* **PROBLEM REQUIREMENTS**:
Reproduce the listing below from the line containing "Could you please annotate the woman in" through the end of the listing, replacing "annotate" with "label" and leaving everything else unchanged.

+ + + + + + +

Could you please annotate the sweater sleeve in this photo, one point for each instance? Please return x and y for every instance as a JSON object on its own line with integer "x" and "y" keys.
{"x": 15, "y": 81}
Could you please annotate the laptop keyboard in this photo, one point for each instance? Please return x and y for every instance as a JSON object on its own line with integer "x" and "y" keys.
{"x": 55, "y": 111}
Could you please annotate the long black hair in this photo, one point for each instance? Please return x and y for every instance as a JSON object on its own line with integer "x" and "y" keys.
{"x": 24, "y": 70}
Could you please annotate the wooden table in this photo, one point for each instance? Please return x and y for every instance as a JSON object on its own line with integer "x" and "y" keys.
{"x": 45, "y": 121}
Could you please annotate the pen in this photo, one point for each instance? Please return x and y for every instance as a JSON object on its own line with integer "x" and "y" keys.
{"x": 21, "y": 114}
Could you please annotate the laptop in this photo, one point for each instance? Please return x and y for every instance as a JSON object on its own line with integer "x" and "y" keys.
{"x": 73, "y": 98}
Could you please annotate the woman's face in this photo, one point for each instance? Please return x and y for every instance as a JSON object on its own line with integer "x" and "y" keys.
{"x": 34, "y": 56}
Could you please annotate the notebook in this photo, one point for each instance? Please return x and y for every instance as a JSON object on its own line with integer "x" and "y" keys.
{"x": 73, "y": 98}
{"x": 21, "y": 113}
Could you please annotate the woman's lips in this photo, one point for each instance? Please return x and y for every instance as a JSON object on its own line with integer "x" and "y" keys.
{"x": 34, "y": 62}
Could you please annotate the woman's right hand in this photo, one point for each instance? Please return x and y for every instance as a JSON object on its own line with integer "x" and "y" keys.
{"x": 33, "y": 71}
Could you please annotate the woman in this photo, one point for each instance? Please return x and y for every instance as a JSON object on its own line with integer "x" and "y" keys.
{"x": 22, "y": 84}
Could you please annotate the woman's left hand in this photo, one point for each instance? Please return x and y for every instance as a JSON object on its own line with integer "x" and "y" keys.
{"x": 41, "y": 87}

+ + + + + + +

* **SOLUTION FOR THIS PROBLEM**:
Could you please label the woman in this photo, one point for each instance? Please return x and y for every instance as a JSON object on its own line with integer "x" and "y" keys.
{"x": 22, "y": 84}
Could you please label the woman's left hand in this photo, one point for each instance? Please return x and y for every instance as a JSON object on its own line with integer "x" and "y" keys.
{"x": 41, "y": 87}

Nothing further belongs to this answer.